In the listing below, how many lines contain the string "roof"? Reply with the number alone.
[Opening Records for processing section]
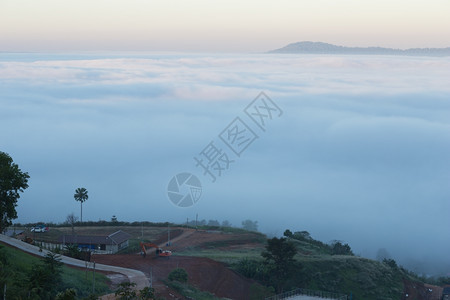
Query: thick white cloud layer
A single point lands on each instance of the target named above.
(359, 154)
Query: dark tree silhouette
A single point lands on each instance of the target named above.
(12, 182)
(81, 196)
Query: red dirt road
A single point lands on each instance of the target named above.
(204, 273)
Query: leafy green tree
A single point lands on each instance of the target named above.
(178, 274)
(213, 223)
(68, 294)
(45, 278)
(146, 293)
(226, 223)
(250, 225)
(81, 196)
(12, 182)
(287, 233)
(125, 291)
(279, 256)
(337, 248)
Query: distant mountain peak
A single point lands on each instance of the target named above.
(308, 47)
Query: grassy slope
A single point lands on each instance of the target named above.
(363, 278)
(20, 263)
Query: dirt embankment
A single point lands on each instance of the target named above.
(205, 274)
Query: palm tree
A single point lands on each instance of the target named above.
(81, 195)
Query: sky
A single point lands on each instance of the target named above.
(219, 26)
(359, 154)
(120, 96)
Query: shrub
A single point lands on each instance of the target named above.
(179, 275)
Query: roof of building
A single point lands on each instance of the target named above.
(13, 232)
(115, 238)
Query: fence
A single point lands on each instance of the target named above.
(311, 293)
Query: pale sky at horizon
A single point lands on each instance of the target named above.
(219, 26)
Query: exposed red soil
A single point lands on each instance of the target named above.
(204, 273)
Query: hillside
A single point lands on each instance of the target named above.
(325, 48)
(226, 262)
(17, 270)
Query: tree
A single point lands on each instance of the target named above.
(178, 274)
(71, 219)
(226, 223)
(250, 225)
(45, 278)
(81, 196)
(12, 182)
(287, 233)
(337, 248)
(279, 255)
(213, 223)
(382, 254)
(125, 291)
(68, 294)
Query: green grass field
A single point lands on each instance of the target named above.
[Closing Records for processing section]
[Opening Records for processing section]
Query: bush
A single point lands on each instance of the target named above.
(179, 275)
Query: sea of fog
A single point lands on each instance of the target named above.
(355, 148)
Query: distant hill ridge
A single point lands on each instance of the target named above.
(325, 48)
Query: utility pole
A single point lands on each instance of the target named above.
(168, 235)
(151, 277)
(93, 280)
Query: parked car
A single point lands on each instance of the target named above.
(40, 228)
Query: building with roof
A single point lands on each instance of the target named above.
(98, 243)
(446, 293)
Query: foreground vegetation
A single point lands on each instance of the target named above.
[Closing Records for processing section]
[Opening Records for processing section]
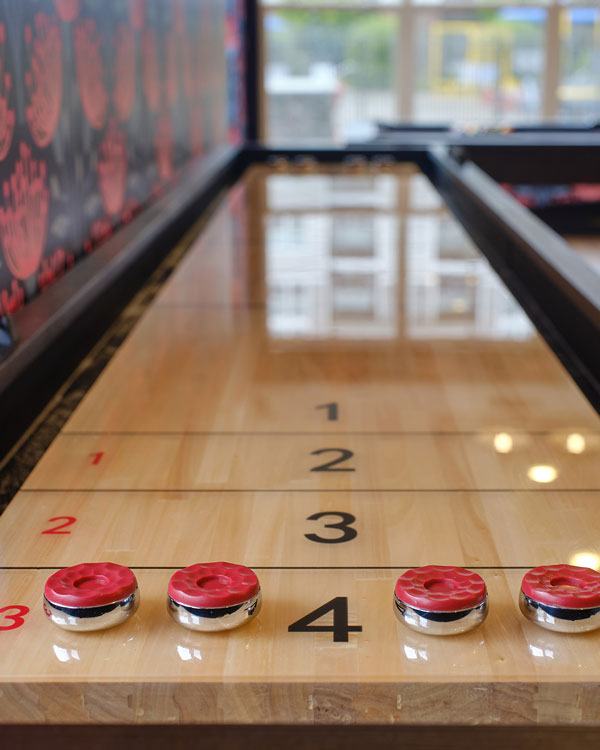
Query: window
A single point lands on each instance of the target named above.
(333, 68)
[Closing Records for processing section]
> _Answer section_:
2